*About this task*. Write out every entry exactly; the pictures do not belong in the copy.

*Available data*.
....

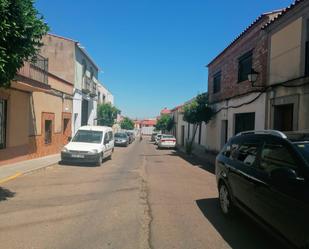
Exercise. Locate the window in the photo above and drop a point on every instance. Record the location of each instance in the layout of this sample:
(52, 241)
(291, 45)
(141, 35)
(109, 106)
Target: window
(85, 136)
(84, 67)
(200, 134)
(217, 82)
(106, 138)
(3, 104)
(307, 51)
(244, 122)
(244, 66)
(91, 73)
(188, 131)
(111, 137)
(65, 125)
(275, 155)
(48, 131)
(283, 117)
(247, 152)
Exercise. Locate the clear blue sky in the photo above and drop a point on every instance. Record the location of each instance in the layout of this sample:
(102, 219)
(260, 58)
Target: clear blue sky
(153, 52)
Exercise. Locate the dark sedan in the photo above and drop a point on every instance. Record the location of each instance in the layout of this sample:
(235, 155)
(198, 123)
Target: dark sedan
(266, 175)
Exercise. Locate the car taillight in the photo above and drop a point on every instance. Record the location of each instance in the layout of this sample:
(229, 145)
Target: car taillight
(168, 140)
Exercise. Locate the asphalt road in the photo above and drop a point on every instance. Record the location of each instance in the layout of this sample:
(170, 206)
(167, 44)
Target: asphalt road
(142, 198)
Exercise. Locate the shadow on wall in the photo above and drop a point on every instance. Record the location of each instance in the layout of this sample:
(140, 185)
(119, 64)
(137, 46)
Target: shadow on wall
(239, 231)
(5, 194)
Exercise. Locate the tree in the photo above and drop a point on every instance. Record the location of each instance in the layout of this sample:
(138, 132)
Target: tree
(196, 112)
(21, 29)
(107, 114)
(165, 123)
(127, 124)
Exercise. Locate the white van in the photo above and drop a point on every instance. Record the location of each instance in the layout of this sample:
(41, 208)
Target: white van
(90, 144)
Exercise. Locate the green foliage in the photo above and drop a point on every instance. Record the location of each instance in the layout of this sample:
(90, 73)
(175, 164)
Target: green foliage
(165, 123)
(21, 31)
(107, 114)
(127, 124)
(198, 110)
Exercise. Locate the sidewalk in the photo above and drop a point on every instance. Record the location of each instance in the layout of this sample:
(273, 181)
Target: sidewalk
(11, 171)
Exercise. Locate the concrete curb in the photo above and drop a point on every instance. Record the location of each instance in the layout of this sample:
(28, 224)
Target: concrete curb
(12, 171)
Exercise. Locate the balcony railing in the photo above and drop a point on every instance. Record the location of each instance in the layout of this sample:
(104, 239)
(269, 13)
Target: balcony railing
(35, 71)
(89, 86)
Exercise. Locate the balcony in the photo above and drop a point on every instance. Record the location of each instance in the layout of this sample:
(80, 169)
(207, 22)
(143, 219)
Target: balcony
(86, 86)
(89, 86)
(33, 76)
(94, 91)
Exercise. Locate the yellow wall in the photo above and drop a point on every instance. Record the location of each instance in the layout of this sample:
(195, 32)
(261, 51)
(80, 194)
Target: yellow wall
(44, 102)
(285, 53)
(18, 118)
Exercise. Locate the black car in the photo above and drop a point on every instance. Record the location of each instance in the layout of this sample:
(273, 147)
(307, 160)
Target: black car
(266, 175)
(121, 139)
(131, 136)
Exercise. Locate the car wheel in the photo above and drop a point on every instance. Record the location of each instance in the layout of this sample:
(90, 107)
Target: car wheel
(226, 204)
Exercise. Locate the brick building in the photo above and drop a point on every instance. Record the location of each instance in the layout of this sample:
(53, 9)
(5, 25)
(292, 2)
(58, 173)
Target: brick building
(35, 113)
(288, 69)
(239, 104)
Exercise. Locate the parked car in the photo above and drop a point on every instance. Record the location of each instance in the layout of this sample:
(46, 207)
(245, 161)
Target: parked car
(153, 136)
(121, 139)
(91, 144)
(158, 137)
(266, 175)
(132, 134)
(167, 141)
(131, 137)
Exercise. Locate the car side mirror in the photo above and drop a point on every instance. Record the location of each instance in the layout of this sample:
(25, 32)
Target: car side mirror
(283, 176)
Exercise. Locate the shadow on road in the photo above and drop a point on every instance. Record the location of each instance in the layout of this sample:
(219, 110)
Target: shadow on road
(90, 165)
(5, 194)
(195, 161)
(239, 232)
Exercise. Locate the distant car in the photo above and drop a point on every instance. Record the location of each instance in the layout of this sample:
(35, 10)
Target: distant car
(121, 139)
(158, 137)
(266, 175)
(131, 137)
(167, 141)
(153, 136)
(91, 144)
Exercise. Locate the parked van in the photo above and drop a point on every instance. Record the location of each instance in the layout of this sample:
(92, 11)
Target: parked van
(90, 144)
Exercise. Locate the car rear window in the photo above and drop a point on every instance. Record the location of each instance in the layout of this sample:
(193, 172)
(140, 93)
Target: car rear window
(121, 135)
(303, 147)
(85, 136)
(167, 136)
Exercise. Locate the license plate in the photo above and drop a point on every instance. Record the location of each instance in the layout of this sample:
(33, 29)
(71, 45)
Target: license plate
(77, 156)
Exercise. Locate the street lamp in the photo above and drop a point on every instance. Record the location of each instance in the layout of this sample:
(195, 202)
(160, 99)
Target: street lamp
(252, 76)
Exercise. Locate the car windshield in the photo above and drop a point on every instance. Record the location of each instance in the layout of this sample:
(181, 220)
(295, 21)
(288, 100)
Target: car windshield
(84, 136)
(303, 147)
(120, 135)
(167, 136)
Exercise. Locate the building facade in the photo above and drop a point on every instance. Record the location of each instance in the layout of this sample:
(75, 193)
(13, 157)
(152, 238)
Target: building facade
(287, 105)
(35, 114)
(104, 95)
(238, 103)
(70, 62)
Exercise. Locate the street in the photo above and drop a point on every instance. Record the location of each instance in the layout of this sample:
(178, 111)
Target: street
(142, 198)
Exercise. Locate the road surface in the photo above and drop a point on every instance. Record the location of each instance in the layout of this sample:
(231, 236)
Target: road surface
(142, 198)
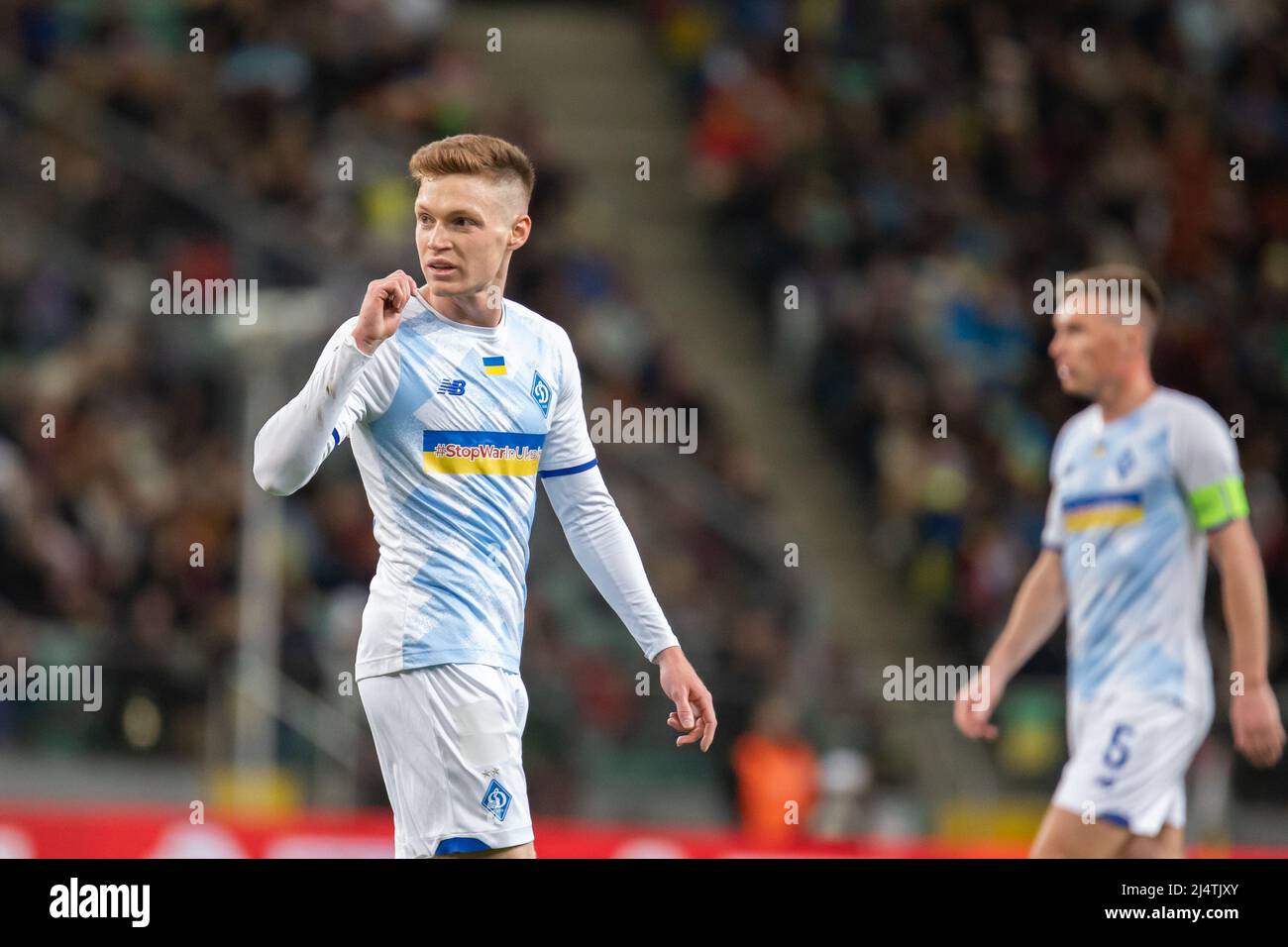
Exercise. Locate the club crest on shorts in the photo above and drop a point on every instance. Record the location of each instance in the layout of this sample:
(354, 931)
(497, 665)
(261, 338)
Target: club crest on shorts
(540, 392)
(496, 799)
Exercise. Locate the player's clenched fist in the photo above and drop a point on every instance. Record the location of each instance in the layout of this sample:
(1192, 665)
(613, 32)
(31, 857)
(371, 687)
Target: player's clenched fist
(381, 309)
(971, 711)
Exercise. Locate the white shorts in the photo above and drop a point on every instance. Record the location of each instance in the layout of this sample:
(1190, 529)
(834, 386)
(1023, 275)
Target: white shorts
(450, 745)
(1127, 761)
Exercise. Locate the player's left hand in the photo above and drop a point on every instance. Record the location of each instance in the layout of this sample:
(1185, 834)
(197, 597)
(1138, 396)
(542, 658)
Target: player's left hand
(1258, 733)
(695, 712)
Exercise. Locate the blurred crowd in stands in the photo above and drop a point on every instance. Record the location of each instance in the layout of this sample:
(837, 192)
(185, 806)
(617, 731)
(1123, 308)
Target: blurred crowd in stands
(149, 453)
(1162, 145)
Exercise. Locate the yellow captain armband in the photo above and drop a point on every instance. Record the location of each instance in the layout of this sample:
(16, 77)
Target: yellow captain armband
(1219, 502)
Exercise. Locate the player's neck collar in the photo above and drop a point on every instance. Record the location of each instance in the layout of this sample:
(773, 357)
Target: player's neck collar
(482, 331)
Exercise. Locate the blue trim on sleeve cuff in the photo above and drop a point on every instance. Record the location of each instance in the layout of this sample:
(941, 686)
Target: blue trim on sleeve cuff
(1219, 527)
(571, 470)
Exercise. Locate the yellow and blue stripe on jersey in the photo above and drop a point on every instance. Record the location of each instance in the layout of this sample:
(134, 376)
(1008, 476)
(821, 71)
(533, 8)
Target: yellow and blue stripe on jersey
(1102, 509)
(497, 453)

....

*Written solution*.
Exercise. Locate the window in the photo above and drop a point on every instance. Record the location of each instance in the layout of this sample:
(52, 241)
(291, 45)
(141, 35)
(109, 106)
Target: window
(85, 136)
(84, 67)
(200, 134)
(217, 82)
(106, 138)
(3, 104)
(307, 51)
(244, 122)
(244, 66)
(91, 73)
(188, 131)
(111, 137)
(65, 125)
(275, 155)
(48, 131)
(283, 117)
(247, 152)
Exercise. Locate the clear blue sky in the photo above and drop a point on every instance. Record the location of each instance in the layout of this sample:
(102, 219)
(260, 58)
Target: clear blue sky
(153, 52)
Exercise. Locate the dark sedan in the photo above and drop a point on every instance. Record the location of each instance in the layout of this sample:
(235, 155)
(198, 123)
Target: dark sedan
(266, 175)
Exercise. Locate the car taillight in the photo above and drop a point on every instance. Record the location of each instance in the layout of this sample:
(229, 145)
Target: car taillight
(168, 140)
Exercise. Locate the asphalt road in the photo above and drop a point on every instance. Record the location of each instance in the layout of this sample:
(170, 206)
(167, 44)
Target: asphalt road
(142, 198)
Exercise. Locate the shadow on wall in the photo above and drop a point on every instance. Record the location of each instance in the layout of this sample:
(140, 185)
(119, 64)
(137, 46)
Target: shadow on wall
(239, 231)
(5, 194)
Exercise. Locate the tree in the photo above and drop a point on every instance. Record the location of each instance in the layout of this sample:
(138, 132)
Target: tree
(196, 112)
(21, 29)
(107, 114)
(165, 123)
(127, 124)
Exercise. Locate the white van in the photo above and drop a point on every instance. Record the location of each instance in the layout of this sample:
(41, 208)
Target: white van
(90, 144)
Exercise. Locate the green foliage in the photo above and drop a point on every instance. Record the location of each instance in the layout of this sample:
(90, 73)
(175, 164)
Target: green foliage
(165, 123)
(21, 31)
(107, 114)
(127, 124)
(198, 110)
Exercise. Locate the sidewalk in the photo above and drop a point on every instance. Record the location of each instance in the layout of this sample:
(273, 181)
Target: sidewalk
(11, 171)
Exercise. Locate the concrete curb in the photo above and drop a point on every instance. Record the location of each instance in the layout of this sample:
(28, 224)
Target: concrete curb
(12, 171)
Exercise. Locate the balcony railing in the photo above and drop a point on every instance. Record the location of each instance in the layout of this sample:
(104, 239)
(269, 13)
Target: balcony railing
(35, 71)
(89, 86)
Exercise. Locate the balcony in the photo above and drop a point on every instance. Record the location of each instance in the layout of this sample:
(80, 169)
(207, 22)
(143, 219)
Target: balcony
(86, 86)
(89, 86)
(33, 76)
(94, 91)
Exercise. Locate the yellow wall in the photo above and drop a point on every instance. Record the location of each instance in the layout of this sample:
(195, 32)
(261, 51)
(80, 194)
Target: yellow wall
(44, 102)
(285, 53)
(18, 118)
Exercise. Locate the black car in the photo above and drop a point on every instance. Record the location of each instance in the layout of this sample:
(273, 147)
(307, 160)
Target: black car
(266, 175)
(121, 139)
(131, 136)
Exercise. Locate the car wheel in the photo above and drop a point on every instance. Record the location of each instance in the layout of this sample:
(90, 107)
Target: car wheel
(226, 204)
Exercise. Locate the brick building in the photo above and drop a point on every instance. Record the location of each instance in the layout of this sample:
(53, 9)
(5, 25)
(292, 2)
(58, 173)
Target: brick building
(35, 113)
(288, 69)
(239, 104)
Exercise. Locate the parked car in the photo above and drop a point on every instance. Record the location of each instance in the layout of this sample:
(46, 207)
(245, 161)
Target: parked car
(153, 136)
(121, 139)
(91, 144)
(158, 137)
(266, 175)
(132, 134)
(167, 141)
(131, 137)
Exercise. Locate the car side mirror in the photo above and drop a point on every instance. Record the location of each instance in the layout of this sample:
(25, 32)
Target: car side mirror
(283, 176)
Exercise. Locate the shadow on road in the photo above and drop a point on every instance. Record the location of each instance in the layout of this sample:
(219, 110)
Target: shadow on road
(90, 165)
(5, 194)
(195, 161)
(239, 232)
Exercise. Locate the distant car in the photo above and drop a point on every instance. Record the location of each instance in the layout of this sample:
(35, 10)
Target: distant car
(121, 139)
(158, 137)
(266, 175)
(131, 137)
(167, 141)
(153, 136)
(91, 144)
Exercise. Locate the parked van in the photo above and drop a point on every instance. Record the location of each instance in the layout of this sample:
(92, 11)
Target: parked van
(90, 144)
Exercise. Locate the car rear window in the photo above and drop a point on every instance. Record the location of each instance in the layout of this sample:
(193, 172)
(140, 93)
Target: car rear window
(121, 135)
(303, 147)
(85, 136)
(167, 136)
Exercise. Locate the license plate in the photo above and drop a point on every instance. Record the location of each instance in the layout of this sample:
(33, 29)
(71, 45)
Target: license plate
(77, 156)
Exercise. Locate the street lamp in the photo above and drop a point on every instance. Record the location of each instance in the layout of this sample:
(195, 202)
(160, 99)
Target: street lamp
(252, 76)
Exercise. Locate the car windshield in the photo above and drop a point on every instance. Record the location of each instance in the layout of this sample:
(181, 220)
(295, 21)
(288, 100)
Target: car windshield
(84, 136)
(303, 147)
(120, 135)
(167, 136)
Exercise. Locate the building facade in the photo above and drop a point on every instance. Record the location of each instance in the layout of this sample:
(75, 193)
(13, 157)
(152, 238)
Target: building facade
(287, 105)
(35, 114)
(104, 95)
(238, 103)
(70, 62)
Exercise. Locate the street in the photo above and drop a point on every instance. Record the location of each instance in the layout of this sample:
(178, 111)
Target: street
(142, 198)
Exercise. Locate the road surface in the photo above and drop a point on every instance. Record the location of each instance in the layout of this sample:
(231, 236)
Target: road surface
(142, 198)
Exercise. Locate the club crest on shorts in the photo above and drop a point on every instance. Record the location of each instance in the layout of this sample:
(354, 931)
(497, 665)
(261, 338)
Target: club crest on shorts
(540, 392)
(496, 799)
Exercise. Locate the player's clenched fist in the photo above and drop a point on every instance. Record the location of each instance in the layout of this sample:
(1192, 665)
(613, 32)
(31, 857)
(371, 687)
Target: player's clenched fist
(381, 309)
(971, 711)
Exercise. Locate the white shorts in the photo above and drop a point on every instance. Record the location of each instance in the layout of this sample:
(1190, 529)
(834, 386)
(1023, 275)
Target: white shorts
(450, 745)
(1127, 761)
Exercise. Locate the player's left hand in the photo above and drop a point on every instance. Record the location of each instance in the layout of this sample:
(1185, 834)
(197, 597)
(1138, 396)
(542, 658)
Target: player's left hand
(1258, 733)
(695, 712)
Exercise. Locate the blurred crowd in stands in the photo above and drop a point on every instance. Record the location of each instance in the layout of this sample:
(837, 192)
(185, 806)
(617, 731)
(1123, 308)
Target: blurred crowd in stands
(149, 453)
(1162, 145)
Exercise. Locate the yellow captain armband in the photo above and drop a point on every instance. Record the location of each instance in the layout of this sample:
(16, 77)
Target: yellow captain armband
(1219, 502)
Exercise. Locate the player's neck collar in the photo above and drop a point on every instance. Record the location of each instance in the layout of this sample:
(773, 357)
Target: player's neck collar
(482, 331)
Exercise. Locate the blue trim on sleeve cuff in the photo above and drop a point on every instance. Record the location of each instance in the layout of this sample:
(941, 686)
Target: blue trim on sleeve cuff
(1219, 527)
(571, 470)
Exercise. Locate the yellow and blue stripe on jersey in the photo above and drop a point on every instance. Record the location of each instance in the layout of this sample:
(134, 376)
(1008, 476)
(821, 71)
(533, 8)
Target: yellow and blue stripe on jersey
(1102, 509)
(497, 453)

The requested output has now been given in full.